> [Détails de la tâche]: Renvoyez mot pour mot le passage de l'extrait sur le roi de Danemark qui va de « Le roi de Danemark, prisonnier, implore » à « la mer Baltique. ».

Le roi de Danemark, prisonnier, implore Honorius III. Ce pape ordonne au comte de Schverin, et aux autres seigneurs allemands, qui étaient de l’entreprise, de remettre en liberté le roi et son fils. Les papes prétendaient avoir donné la couronne de Danemark, comme celle de Hongrie, de Pologne, de Bohême. Les empereurs prétendaient aussi les avoir données. Les papes et les césars, qui n’étaient pas maîtres dans Rome, se disputaient toujours le droit de faire des rois au bout de l’Europe. On n’eut aucun égard aux ordres d’Honorius. Les chevaliers de l’ordre teutonique se joignent à l’évêque de Riga en Livonie, et se rendent maîtres d’une partie des côtes de la mer Baltique.

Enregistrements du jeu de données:
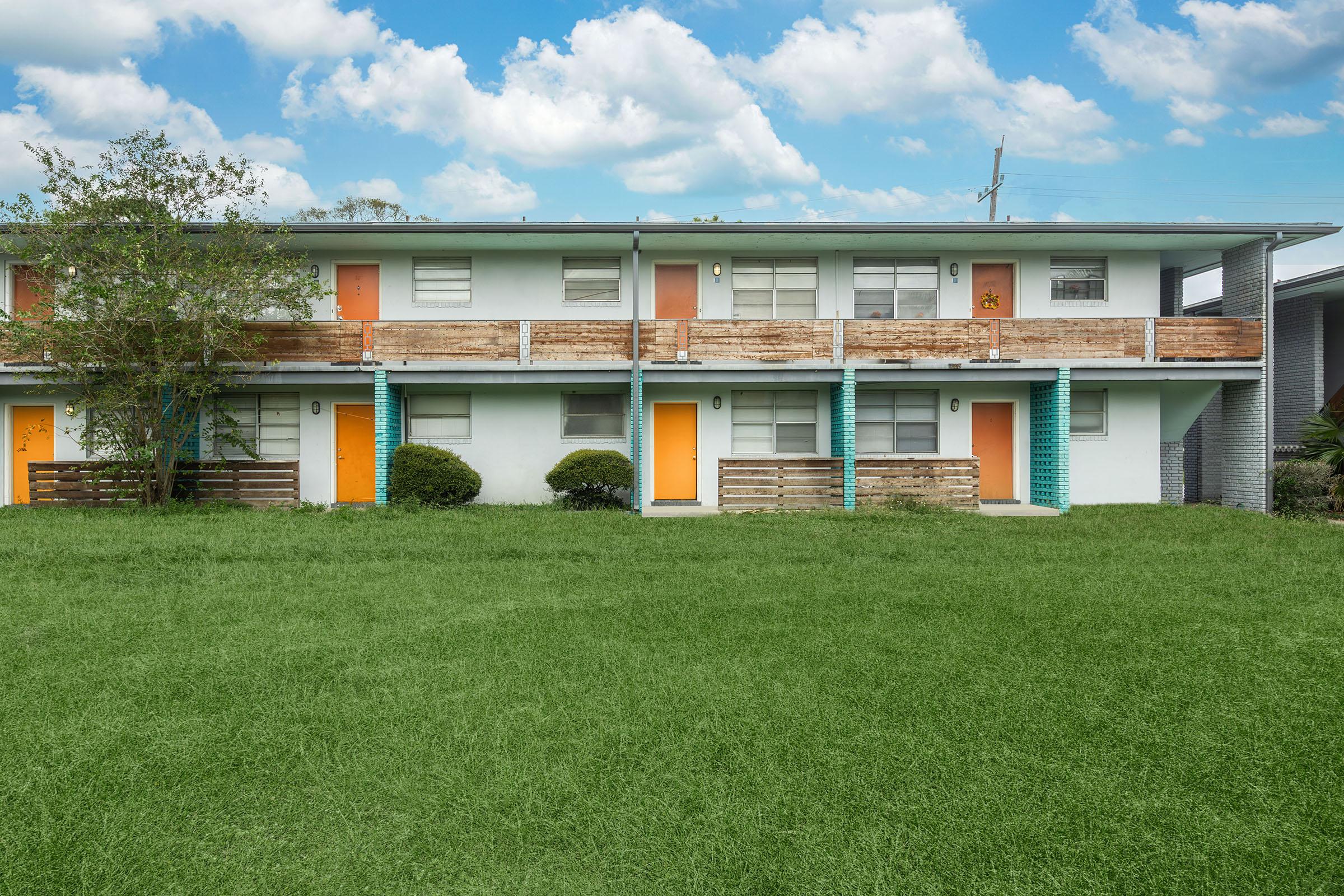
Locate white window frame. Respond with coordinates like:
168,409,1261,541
211,390,304,461
1068,388,1110,439
561,391,631,444
729,390,821,457
729,255,821,321
855,388,942,457
1049,255,1110,305
561,255,625,307
411,255,472,307
402,392,472,445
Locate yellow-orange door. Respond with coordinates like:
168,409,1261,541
653,402,698,501
970,265,1014,317
970,402,1012,501
336,404,374,504
336,265,377,321
10,405,55,504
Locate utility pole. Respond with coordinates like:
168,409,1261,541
976,134,1004,220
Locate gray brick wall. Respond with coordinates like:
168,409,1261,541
1274,296,1325,445
1161,442,1186,504
1219,239,1269,511
1157,267,1186,317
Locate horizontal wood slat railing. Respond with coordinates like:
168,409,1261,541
28,461,298,506
719,457,844,511
855,457,980,511
195,317,1264,364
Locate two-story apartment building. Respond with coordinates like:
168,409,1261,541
0,223,1337,509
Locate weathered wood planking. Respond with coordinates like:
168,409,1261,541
855,457,980,511
28,461,298,506
374,321,519,361
1155,317,1264,360
719,457,844,511
245,321,364,361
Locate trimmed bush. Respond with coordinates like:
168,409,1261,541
387,444,481,508
1274,461,1338,516
545,449,634,511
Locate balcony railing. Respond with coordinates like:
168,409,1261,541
0,317,1263,364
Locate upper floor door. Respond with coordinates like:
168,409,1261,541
336,265,377,321
970,263,1014,317
653,263,700,320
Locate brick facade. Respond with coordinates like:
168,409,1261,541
374,371,402,504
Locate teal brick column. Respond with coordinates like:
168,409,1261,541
830,368,855,511
374,371,402,504
631,371,644,513
1031,367,1070,513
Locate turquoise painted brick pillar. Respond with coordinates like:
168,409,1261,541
830,368,855,511
631,371,644,513
374,371,402,504
1031,367,1070,513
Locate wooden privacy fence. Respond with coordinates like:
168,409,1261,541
28,461,298,506
855,457,980,511
719,457,844,511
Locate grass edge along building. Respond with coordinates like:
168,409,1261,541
0,222,1338,511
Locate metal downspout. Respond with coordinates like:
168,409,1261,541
1264,231,1284,513
631,230,644,515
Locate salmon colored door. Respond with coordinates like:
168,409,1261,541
335,404,374,504
10,405,57,504
653,402,698,501
970,265,1014,317
653,265,700,320
336,265,377,321
970,402,1014,501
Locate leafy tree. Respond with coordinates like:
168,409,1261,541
0,130,324,504
285,196,438,223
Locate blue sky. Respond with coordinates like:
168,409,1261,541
0,0,1344,294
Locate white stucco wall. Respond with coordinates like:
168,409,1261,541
1068,383,1161,504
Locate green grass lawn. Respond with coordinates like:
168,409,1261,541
0,506,1344,896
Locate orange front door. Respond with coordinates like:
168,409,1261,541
10,405,55,504
970,265,1014,317
335,404,374,504
336,265,377,321
653,265,700,320
970,402,1014,501
653,402,698,501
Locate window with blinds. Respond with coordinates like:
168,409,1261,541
732,391,817,454
214,392,298,461
564,258,621,304
411,258,472,305
561,392,628,439
853,258,938,320
406,392,472,445
732,258,817,320
1049,258,1106,301
855,390,938,454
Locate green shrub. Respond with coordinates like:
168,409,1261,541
387,445,481,508
1274,461,1338,516
545,449,634,511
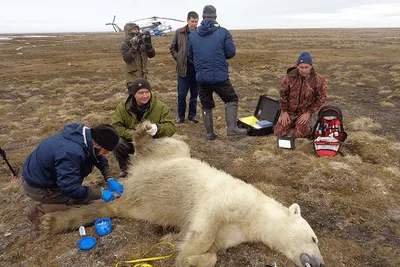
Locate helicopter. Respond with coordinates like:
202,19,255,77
106,15,185,36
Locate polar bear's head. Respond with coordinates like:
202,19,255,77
271,203,325,267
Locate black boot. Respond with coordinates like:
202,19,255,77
202,109,217,141
225,102,247,136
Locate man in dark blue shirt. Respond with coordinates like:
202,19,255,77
169,11,199,123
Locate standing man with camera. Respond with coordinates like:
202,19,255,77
188,5,247,140
121,22,156,90
169,11,199,123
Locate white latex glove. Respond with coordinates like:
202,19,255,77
147,123,158,136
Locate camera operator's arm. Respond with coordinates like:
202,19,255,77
143,32,156,58
121,41,139,64
169,31,178,60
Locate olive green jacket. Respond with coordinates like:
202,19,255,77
112,94,176,141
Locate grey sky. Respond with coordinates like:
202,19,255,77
0,0,400,33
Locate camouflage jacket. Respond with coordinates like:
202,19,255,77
279,66,326,116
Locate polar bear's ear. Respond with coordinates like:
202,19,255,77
289,203,301,216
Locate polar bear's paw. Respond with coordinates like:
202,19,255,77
133,120,151,140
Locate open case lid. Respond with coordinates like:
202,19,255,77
254,95,281,124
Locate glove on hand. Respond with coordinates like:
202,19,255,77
129,36,140,47
147,123,158,136
101,190,115,202
143,33,152,47
107,178,124,195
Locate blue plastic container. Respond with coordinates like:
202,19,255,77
94,218,112,236
78,236,96,250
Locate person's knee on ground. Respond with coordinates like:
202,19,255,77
225,102,247,136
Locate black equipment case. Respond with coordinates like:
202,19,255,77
238,95,281,136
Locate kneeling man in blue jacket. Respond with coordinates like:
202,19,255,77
22,124,124,226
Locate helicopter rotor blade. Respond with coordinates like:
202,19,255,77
157,17,185,22
132,16,185,22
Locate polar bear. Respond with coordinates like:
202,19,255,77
41,123,325,267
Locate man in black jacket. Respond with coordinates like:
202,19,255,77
169,11,199,123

> [Réponse rédigée]:
Le roi de Danemark, prisonnier, implore Honorius III. Ce pape ordonne au comte de Schverin, et aux autres seigneurs allemands, qui étaient de l’entreprise, de remettre en liberté le roi et son fils. Les papes prétendaient avoir donné la couronne de Danemark, comme celle de Hongrie, de Pologne, de Bohême. Les empereurs prétendaient aussi les avoir données. Les papes et les césars, qui n’étaient pas maîtres dans Rome, se disputaient toujours le droit de faire des rois au bout de l’Europe. On n’eut aucun égard aux ordres d’Honorius. Les chevaliers de l’ordre teutonique se joignent à l’évêque de Riga en Livonie, et se rendent maîtres d’une partie des côtes de la mer Baltique.